* Extracted records:
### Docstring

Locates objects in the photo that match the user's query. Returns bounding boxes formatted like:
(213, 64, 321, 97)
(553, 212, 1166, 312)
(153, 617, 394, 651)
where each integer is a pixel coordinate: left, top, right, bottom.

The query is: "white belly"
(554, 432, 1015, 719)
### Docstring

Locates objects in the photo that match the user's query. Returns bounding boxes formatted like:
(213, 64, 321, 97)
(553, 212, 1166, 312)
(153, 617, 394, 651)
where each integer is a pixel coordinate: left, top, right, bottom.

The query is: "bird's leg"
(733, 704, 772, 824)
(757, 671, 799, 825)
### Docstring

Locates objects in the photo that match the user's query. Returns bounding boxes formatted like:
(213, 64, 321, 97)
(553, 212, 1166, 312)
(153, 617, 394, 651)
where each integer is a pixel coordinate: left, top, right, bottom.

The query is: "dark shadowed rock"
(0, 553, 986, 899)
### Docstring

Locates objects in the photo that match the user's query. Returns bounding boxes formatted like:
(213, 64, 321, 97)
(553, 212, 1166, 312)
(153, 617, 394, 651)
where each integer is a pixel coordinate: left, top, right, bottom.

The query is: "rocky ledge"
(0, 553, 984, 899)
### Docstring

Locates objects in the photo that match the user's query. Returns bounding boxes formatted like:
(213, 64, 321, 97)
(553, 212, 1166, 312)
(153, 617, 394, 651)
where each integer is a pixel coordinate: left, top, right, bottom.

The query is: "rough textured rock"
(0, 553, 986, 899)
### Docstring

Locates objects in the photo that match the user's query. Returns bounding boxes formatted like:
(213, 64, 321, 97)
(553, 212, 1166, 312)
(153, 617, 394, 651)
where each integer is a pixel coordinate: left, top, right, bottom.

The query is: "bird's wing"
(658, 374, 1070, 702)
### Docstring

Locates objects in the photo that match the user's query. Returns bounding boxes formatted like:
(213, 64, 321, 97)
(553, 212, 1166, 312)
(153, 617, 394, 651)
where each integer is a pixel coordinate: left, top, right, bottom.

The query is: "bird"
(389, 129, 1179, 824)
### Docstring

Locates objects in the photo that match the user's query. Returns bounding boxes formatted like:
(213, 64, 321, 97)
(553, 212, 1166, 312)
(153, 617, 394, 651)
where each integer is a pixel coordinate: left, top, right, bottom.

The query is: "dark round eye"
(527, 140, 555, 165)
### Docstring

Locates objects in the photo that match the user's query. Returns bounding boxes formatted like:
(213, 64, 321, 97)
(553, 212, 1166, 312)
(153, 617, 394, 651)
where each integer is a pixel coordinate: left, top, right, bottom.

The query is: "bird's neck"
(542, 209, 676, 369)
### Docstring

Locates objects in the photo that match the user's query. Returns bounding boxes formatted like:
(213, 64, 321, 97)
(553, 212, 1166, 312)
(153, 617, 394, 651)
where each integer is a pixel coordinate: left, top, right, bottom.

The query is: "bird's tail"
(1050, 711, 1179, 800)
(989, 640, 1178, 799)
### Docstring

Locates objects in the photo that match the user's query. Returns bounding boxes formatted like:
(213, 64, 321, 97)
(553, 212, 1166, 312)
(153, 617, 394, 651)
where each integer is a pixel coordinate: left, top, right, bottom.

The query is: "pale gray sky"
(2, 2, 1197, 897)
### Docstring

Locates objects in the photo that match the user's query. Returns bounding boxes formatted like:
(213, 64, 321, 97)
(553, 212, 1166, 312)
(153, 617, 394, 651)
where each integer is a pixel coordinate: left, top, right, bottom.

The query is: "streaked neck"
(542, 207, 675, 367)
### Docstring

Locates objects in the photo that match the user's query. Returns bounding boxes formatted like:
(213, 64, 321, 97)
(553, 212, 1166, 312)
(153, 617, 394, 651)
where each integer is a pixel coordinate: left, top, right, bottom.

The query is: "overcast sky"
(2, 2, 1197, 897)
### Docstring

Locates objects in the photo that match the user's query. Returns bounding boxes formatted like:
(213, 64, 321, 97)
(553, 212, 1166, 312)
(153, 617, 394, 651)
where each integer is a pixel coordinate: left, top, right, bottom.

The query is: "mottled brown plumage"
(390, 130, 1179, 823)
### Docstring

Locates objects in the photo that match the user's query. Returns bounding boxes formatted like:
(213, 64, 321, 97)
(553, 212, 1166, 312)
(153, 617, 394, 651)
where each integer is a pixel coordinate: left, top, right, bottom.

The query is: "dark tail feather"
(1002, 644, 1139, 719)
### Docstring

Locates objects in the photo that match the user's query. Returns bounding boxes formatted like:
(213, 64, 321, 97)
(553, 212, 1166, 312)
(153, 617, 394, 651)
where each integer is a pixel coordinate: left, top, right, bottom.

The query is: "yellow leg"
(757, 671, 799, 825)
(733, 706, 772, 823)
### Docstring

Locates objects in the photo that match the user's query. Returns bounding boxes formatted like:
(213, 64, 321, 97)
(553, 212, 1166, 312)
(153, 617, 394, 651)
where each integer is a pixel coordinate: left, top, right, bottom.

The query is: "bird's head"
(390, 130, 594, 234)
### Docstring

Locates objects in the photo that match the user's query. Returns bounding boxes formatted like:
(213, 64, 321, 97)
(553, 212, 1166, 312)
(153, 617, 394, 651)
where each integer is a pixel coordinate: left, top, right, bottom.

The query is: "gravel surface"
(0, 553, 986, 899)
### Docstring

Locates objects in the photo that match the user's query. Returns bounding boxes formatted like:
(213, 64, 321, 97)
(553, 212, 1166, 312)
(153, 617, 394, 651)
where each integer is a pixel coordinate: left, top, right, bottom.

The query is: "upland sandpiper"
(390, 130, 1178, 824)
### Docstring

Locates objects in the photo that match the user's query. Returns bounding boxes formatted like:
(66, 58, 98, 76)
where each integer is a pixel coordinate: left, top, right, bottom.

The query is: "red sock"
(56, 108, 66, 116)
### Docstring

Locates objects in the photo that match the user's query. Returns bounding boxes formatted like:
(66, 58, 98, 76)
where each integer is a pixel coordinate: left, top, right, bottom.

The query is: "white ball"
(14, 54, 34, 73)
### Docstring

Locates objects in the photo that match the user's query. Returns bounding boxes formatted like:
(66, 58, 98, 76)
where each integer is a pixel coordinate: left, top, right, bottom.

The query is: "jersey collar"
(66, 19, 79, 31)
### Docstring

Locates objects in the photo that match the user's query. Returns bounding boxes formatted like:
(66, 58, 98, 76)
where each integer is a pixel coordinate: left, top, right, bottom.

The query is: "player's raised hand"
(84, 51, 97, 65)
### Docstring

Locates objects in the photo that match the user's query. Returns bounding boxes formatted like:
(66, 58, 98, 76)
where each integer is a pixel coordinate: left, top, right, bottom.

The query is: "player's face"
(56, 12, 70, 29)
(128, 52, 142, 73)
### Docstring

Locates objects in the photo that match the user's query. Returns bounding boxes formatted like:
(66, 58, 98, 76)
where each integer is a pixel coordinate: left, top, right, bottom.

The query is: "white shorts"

* What this task involves:
Restating the data word for word is the whole task.

* Response to this task:
### Docstring

Locates objects in the photo that match the user's query. Returns bounding boxes formatted like:
(213, 64, 321, 97)
(553, 212, 1166, 312)
(153, 617, 394, 651)
where each integer is a pixel coordinate: left, top, right, bottom.

The query is: "white belly"
(554, 432, 1015, 719)
### Docstring

Locates objects in the photo that match the user's query. Returns bounding boxes formatted like:
(213, 64, 321, 97)
(553, 212, 1166, 312)
(153, 617, 394, 651)
where each integer is a pixel coordinate: left, top, right, bottom.

The query is: "bird's leg"
(733, 704, 772, 824)
(757, 671, 799, 825)
### Docstring

Locates objects in the photo that match the user's query. Returns bounding boxes formatted like:
(213, 64, 321, 97)
(553, 212, 1166, 312)
(153, 617, 394, 651)
where each integer is a pixel coordinate: left, top, right, bottom.

The query is: "dark shadowed rock"
(0, 553, 986, 899)
### Docstring

Locates objects in the photo that match the user's query. Returns bounding boxes formatted like:
(213, 64, 321, 97)
(553, 212, 1166, 312)
(153, 617, 394, 651)
where each integer is a pixel coordinate: left, top, right, bottom.

The query is: "rocky ledge"
(0, 553, 984, 899)
### Docstring

Locates objects in the photo that match the user's query. Returns bounding boxes formatted like:
(213, 64, 321, 97)
(553, 212, 1166, 312)
(153, 617, 394, 651)
where each integer is a pixel coordinate: left, top, right, bottom.

The query is: "rough textured rock"
(0, 553, 986, 899)
### Docstring

Locates objects in the photo that match the user's query. Returns bounding boxes formatted like:
(213, 64, 321, 97)
(553, 212, 1166, 312)
(153, 617, 394, 651)
where each integer is a pixel coordinate: left, top, right, bottom.

The query is: "bird's wing"
(658, 374, 1070, 702)
### Docstring

Locates objects in the photo that match the user's query. Returns bounding boxes formatted like:
(213, 64, 321, 97)
(553, 212, 1166, 312)
(153, 617, 394, 651)
where each integer is a pixel coordinate: left, top, right, bottom.

The query is: "bird"
(389, 129, 1179, 824)
### Docstring

Locates objects in the photo that match the user's query. Returns bounding boxes formatted like:
(213, 64, 321, 97)
(553, 212, 1166, 312)
(153, 617, 394, 651)
where each integer is a pixel coordinate: left, top, right, bottom.

The query is: "dark round eye"
(527, 140, 555, 165)
### Docstring

Locates objects in the photo that match the user's query. Returns bounding boxes formatted like:
(213, 64, 321, 97)
(553, 212, 1166, 312)
(153, 617, 394, 651)
where each integer is a pixel coordinate: left, top, right, bottom.

The query is: "bird's neck"
(542, 209, 676, 369)
### Docstring

Locates objects in the photo that match the user's query. Returns bounding boxes formatted like:
(213, 64, 321, 97)
(553, 212, 1166, 312)
(153, 617, 394, 651)
where each integer is a pixel coordinate: left, top, right, bottom.

The query is: "bird's tail"
(1050, 711, 1179, 800)
(989, 640, 1178, 799)
### Docstring

Locates objects in the photo that match the user's query. Returns bounding boxes formatted like:
(213, 64, 321, 97)
(553, 212, 1166, 312)
(153, 617, 394, 651)
where each integer is a pixel coordinate: left, top, right, bottom.

The query is: "pale gray sky"
(2, 2, 1197, 897)
### Docstring

Locates objects in the photo that match the user's query. Returns bounding boxes formatted like:
(213, 64, 321, 97)
(553, 212, 1166, 312)
(153, 617, 394, 651)
where each integer is a pixel coordinate: left, top, right, bottom.

The query is: "streaked neck"
(542, 207, 675, 367)
### Docstring

Locates objects in the photo that match the user's query. Returns bounding boxes formatted like:
(213, 64, 321, 97)
(553, 212, 1166, 312)
(153, 617, 394, 651)
where each integer is a pixel coordinate: left, top, right, bottom.

The query is: "overcast sky"
(2, 2, 1197, 897)
### Docstring

Locates objects in the photo that match the user's query. Returns bounding boxes formatted like:
(213, 64, 321, 97)
(553, 212, 1166, 312)
(153, 617, 394, 651)
where each integer is a pixel coordinate: left, top, right, bottom.

The query is: "mottled brown plumage"
(390, 130, 1179, 823)
### Docstring

Locates objects in the photo that match the user's query. Returns bounding boxes formatted like:
(213, 64, 321, 97)
(553, 212, 1166, 312)
(153, 617, 394, 651)
where each integer is a pixel coordinate: left, top, right, bottom.

The query is: "dark tail feather"
(1002, 644, 1139, 719)
### Docstring

Locates objects in the photo that match the user's query. Returns bounding boxes formatted like:
(213, 64, 321, 97)
(553, 212, 1166, 312)
(153, 617, 394, 651)
where each integer is a pixel coordinate: left, top, right, bottom.

The query is: "yellow leg"
(757, 671, 799, 825)
(733, 706, 772, 823)
### Docstring

Locates objects in the photo that match the user's query. Returns bounding boxes formatted like:
(213, 64, 321, 97)
(553, 212, 1166, 312)
(153, 617, 394, 651)
where each integer is a pixel coordinate: left, top, right, bottom.

The query is: "bird's head"
(390, 130, 594, 234)
### Docstring

Locates objects in the photo that match the user's query. Returns bounding boxes formatted like:
(213, 64, 321, 97)
(553, 212, 1166, 312)
(153, 617, 394, 651)
where each integer is a pixel coordinate: left, top, right, bottom.

The query is: "gravel surface"
(0, 553, 986, 899)
### Docstring

Locates objects in the photo that match the user's query. Returns bounding boxes formatted like:
(213, 64, 321, 97)
(553, 212, 1166, 312)
(153, 617, 394, 651)
where each integer is a pixel coordinate: left, top, right, bottom.

The query is: "upland sandpiper"
(390, 130, 1178, 824)
### Docstring

Locates objects in the photo that match the user's query. Returns bounding boxes formatted like:
(66, 58, 98, 76)
where each integer is a pixel coordinate: left, top, right, bottom.

The query is: "red sock"
(56, 108, 66, 116)
### Docstring

Locates objects in the photo that match the user's query. Returns bounding boxes formatted like:
(66, 58, 98, 76)
where each integer is a pixel coordinate: left, top, right, bottom.

The query is: "white ball"
(14, 54, 34, 73)
### Docstring

Locates objects in the photo that match the user's query. Returns bounding boxes formatted like:
(66, 58, 98, 76)
where each integer is a pixel coordinate: left, top, right, bottom.

The query is: "jersey collar"
(66, 19, 79, 31)
### Docstring

Locates objects in the photo that match the user's query. Returns bounding boxes formatted like:
(66, 58, 98, 76)
where each integer is a pixel coordinate: left, top, right, bottom.

The query is: "player's raised hand"
(84, 51, 97, 65)
### Docstring

Locates objects in the photo that match the user's query. Returns bounding boxes formatted like:
(66, 58, 98, 76)
where each integer is a pixel coordinate: left, top, right, bottom.

The query is: "player's face"
(56, 12, 70, 29)
(128, 52, 142, 73)
### Docstring

Locates objects in the photo that match the user's query. Returns bounding boxes formatted like:
(66, 58, 98, 76)
where each integer is a pixel coordinate: left, top, right, bottom.

The query is: "white shorts"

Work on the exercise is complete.